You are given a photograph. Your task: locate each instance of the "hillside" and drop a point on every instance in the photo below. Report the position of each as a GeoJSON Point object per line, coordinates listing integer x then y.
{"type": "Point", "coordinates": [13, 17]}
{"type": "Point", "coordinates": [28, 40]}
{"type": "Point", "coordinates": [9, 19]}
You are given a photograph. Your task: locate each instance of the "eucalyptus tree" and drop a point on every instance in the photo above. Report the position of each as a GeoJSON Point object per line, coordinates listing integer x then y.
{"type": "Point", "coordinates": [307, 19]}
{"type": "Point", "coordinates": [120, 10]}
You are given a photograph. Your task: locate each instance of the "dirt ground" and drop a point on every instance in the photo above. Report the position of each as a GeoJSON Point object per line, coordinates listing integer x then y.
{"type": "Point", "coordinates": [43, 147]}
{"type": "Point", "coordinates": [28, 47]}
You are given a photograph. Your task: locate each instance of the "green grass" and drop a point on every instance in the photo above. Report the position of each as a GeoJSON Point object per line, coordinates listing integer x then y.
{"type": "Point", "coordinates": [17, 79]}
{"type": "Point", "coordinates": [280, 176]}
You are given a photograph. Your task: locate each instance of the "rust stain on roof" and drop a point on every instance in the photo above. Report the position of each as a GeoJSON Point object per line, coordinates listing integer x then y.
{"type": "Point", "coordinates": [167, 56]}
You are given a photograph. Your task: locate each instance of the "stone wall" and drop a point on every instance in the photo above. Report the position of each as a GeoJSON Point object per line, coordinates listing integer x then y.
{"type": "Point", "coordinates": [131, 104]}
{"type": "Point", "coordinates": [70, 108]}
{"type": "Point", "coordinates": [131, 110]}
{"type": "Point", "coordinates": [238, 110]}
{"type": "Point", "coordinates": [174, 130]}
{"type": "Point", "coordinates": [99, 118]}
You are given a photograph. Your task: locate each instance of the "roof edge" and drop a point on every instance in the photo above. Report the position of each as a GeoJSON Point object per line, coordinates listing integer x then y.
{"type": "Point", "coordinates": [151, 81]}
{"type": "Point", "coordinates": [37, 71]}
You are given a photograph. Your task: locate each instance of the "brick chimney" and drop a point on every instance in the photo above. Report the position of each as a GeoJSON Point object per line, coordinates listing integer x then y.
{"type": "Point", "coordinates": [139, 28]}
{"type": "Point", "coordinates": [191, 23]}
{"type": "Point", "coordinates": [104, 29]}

• WORK TO COMPLETE
Which lines above contain the word "green"? Gather each one and copy it out in full, treating uppercase and lowercase as different.

• EXERCISE RESPONSE
You are given a photograph. Your task: locate each instance of the "green grass" and drop a point on every instance in the photo above. Report the position of each as a GeoJSON Point object per line, coordinates listing integer x then y.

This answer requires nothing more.